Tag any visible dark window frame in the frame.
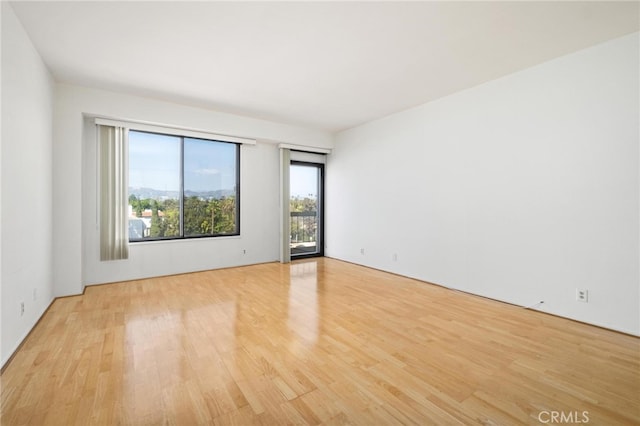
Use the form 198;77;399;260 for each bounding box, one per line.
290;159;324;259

════

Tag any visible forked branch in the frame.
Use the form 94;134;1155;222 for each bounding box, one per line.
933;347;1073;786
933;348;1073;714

════

■ Problem ■
Once you have counted every line above that contains the string "frame", give that number and nothing more.

■ Expected answer ■
2